━━━ Data in this exercise ━━━

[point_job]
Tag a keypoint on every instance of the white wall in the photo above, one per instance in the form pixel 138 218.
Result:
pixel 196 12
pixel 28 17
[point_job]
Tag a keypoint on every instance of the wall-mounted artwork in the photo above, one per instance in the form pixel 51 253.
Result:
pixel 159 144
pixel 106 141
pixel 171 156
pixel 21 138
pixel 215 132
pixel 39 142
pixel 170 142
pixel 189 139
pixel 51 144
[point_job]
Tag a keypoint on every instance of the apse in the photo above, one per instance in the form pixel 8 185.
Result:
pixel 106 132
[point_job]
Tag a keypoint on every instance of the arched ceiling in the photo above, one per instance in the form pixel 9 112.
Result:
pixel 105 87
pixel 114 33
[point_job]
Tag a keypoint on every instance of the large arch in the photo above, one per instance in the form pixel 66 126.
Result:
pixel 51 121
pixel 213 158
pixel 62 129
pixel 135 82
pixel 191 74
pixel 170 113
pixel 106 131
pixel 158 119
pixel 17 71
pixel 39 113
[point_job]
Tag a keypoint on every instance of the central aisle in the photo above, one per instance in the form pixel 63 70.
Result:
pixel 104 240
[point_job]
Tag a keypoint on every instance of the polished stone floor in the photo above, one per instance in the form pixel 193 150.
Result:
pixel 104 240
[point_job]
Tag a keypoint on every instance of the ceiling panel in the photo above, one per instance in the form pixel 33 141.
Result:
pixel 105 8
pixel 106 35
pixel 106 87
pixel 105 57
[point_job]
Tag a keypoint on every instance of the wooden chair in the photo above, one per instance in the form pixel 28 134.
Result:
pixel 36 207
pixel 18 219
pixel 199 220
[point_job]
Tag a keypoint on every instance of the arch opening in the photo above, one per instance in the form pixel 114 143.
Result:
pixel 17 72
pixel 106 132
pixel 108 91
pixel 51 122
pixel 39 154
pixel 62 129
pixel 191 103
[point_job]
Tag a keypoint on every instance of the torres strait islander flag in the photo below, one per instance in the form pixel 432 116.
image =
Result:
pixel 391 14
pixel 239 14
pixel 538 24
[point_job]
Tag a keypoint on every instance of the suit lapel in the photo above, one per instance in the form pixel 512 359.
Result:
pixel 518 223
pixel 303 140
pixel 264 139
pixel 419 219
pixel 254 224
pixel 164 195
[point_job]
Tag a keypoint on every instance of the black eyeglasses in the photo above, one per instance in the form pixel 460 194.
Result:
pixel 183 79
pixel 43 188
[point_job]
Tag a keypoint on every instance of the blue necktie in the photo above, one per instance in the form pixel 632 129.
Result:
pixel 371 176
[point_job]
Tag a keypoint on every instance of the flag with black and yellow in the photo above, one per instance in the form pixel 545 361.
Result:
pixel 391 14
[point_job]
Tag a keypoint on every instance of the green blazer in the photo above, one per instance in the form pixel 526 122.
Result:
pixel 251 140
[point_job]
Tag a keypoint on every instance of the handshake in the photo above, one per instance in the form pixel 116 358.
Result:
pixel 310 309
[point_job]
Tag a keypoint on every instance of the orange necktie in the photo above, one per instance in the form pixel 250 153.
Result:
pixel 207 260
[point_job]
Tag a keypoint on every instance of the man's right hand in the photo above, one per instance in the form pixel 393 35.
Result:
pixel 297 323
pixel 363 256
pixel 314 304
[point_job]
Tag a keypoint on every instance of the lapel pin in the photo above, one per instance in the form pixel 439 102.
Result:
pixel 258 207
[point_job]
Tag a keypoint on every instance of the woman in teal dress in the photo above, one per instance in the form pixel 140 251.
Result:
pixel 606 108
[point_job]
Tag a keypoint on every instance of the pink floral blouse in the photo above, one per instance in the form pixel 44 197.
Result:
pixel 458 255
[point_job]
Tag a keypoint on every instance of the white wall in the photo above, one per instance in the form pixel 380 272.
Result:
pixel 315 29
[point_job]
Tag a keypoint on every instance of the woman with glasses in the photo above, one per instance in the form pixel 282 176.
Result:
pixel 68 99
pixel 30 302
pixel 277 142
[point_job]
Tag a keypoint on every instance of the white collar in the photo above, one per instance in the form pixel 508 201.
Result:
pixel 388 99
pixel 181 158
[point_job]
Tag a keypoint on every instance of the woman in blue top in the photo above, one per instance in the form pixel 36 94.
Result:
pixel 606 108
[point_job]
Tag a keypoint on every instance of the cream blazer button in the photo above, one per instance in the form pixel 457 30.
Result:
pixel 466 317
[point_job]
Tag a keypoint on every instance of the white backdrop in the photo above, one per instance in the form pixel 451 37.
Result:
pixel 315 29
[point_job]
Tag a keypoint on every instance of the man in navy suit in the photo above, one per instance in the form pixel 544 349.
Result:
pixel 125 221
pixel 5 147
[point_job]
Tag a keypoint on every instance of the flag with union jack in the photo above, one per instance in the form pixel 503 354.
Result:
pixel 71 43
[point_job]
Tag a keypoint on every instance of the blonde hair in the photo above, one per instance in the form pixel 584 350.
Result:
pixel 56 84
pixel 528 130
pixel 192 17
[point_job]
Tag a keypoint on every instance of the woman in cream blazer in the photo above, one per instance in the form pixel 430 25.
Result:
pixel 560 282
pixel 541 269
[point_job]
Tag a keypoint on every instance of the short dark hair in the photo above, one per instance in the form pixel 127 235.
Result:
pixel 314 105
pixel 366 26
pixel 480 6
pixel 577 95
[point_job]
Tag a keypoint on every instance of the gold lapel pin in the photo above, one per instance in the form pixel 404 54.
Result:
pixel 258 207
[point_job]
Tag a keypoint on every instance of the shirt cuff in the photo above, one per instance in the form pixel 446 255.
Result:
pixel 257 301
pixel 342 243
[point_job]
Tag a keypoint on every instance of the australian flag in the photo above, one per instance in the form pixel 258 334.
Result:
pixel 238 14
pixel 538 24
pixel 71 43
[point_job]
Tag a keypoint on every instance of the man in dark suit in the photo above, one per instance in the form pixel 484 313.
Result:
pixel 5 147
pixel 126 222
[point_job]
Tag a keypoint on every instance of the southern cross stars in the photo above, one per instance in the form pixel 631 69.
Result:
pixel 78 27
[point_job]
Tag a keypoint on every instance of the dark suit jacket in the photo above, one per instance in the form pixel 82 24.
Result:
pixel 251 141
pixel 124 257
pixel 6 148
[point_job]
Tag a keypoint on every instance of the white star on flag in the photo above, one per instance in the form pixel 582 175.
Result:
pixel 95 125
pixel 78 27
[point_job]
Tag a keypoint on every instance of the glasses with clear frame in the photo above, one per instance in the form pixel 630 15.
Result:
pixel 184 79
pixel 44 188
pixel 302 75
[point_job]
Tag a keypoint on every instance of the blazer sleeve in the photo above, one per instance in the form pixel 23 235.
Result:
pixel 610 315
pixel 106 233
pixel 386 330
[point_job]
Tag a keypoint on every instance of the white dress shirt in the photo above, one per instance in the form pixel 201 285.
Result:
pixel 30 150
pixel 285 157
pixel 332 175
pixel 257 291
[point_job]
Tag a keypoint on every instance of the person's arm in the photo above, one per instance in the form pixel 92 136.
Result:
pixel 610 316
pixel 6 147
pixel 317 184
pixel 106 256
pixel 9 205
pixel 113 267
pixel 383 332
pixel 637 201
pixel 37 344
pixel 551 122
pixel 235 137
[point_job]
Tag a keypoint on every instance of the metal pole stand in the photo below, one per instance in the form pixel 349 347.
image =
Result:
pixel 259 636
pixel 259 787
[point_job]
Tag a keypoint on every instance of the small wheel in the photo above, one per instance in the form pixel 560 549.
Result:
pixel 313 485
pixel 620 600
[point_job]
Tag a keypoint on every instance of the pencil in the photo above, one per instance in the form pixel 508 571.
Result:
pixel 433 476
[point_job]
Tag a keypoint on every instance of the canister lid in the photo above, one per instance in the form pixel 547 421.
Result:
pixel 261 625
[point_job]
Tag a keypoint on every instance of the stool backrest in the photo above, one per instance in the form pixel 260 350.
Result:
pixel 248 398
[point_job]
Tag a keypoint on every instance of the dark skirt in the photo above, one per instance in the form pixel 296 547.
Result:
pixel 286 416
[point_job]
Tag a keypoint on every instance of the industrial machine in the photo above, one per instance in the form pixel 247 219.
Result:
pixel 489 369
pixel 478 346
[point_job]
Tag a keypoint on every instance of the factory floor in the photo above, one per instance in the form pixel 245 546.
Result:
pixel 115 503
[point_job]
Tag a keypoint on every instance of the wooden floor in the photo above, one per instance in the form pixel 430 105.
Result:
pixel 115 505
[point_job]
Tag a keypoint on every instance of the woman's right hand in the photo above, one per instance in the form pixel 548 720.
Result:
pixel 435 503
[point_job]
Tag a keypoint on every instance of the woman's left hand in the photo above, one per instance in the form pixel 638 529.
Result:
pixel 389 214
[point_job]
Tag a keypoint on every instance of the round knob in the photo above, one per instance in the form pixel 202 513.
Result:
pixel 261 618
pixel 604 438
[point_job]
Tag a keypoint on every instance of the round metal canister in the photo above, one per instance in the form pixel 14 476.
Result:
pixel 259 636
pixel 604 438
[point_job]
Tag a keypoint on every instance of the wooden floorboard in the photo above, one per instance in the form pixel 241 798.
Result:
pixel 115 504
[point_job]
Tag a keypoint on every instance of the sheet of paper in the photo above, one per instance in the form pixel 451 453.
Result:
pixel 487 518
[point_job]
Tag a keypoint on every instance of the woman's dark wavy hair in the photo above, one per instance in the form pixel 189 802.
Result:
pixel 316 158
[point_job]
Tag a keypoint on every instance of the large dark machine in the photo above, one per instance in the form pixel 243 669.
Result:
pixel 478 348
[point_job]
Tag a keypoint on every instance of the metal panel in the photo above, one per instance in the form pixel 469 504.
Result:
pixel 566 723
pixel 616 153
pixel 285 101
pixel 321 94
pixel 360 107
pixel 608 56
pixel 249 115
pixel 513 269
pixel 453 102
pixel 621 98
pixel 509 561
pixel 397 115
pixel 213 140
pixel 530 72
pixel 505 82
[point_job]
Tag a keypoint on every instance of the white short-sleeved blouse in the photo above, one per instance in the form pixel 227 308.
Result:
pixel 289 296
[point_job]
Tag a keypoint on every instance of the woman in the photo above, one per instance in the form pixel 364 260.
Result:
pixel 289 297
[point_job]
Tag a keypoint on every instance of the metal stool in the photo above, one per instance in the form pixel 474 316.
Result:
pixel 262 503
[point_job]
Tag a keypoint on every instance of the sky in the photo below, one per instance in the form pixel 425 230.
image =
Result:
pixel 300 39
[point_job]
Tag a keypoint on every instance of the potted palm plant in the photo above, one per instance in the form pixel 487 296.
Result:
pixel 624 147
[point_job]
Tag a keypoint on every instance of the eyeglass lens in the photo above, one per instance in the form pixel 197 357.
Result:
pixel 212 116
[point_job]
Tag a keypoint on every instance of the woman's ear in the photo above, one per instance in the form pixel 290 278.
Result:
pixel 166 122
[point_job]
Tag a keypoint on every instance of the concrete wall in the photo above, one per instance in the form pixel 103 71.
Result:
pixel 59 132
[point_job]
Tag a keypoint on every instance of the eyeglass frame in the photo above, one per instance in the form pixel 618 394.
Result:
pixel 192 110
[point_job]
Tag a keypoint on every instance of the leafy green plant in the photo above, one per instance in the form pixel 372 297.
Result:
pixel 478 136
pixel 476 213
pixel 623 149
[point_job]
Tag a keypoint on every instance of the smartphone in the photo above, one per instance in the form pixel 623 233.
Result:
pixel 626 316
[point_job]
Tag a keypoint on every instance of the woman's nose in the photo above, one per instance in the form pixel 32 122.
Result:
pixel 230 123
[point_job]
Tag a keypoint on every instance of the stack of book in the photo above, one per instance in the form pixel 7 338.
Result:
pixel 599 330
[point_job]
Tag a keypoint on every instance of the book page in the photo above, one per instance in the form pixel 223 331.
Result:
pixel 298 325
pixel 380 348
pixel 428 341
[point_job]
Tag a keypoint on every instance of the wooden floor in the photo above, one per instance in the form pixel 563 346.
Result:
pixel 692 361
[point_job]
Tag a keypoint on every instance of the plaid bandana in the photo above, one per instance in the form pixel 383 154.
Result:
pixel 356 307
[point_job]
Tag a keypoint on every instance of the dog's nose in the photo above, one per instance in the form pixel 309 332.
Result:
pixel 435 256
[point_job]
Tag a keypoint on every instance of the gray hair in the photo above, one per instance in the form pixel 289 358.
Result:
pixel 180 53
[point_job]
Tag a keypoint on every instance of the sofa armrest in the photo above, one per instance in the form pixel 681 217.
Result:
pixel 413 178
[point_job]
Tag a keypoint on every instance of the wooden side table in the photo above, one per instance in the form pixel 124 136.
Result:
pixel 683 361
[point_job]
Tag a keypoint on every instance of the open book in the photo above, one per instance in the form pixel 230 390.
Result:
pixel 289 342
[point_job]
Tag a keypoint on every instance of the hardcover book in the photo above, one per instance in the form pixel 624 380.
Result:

━━━

• _Task item_
Scan the listing for the string "metal". Copy each line that has it.

• _Problem solution_
Tag a keypoint on every instance of the metal pole stand in the photo below, one per instance in the form pixel 349 347.
Tag a keypoint on every instance of the round metal canister in the photo above, one per instance in the form pixel 14 476.
Tag a keypoint on every instance of the metal panel in the photo above, one per instance in the form pixel 469 504.
Tag a keypoint on every instance of the metal stool in the photo above, one per instance in the form pixel 474 316.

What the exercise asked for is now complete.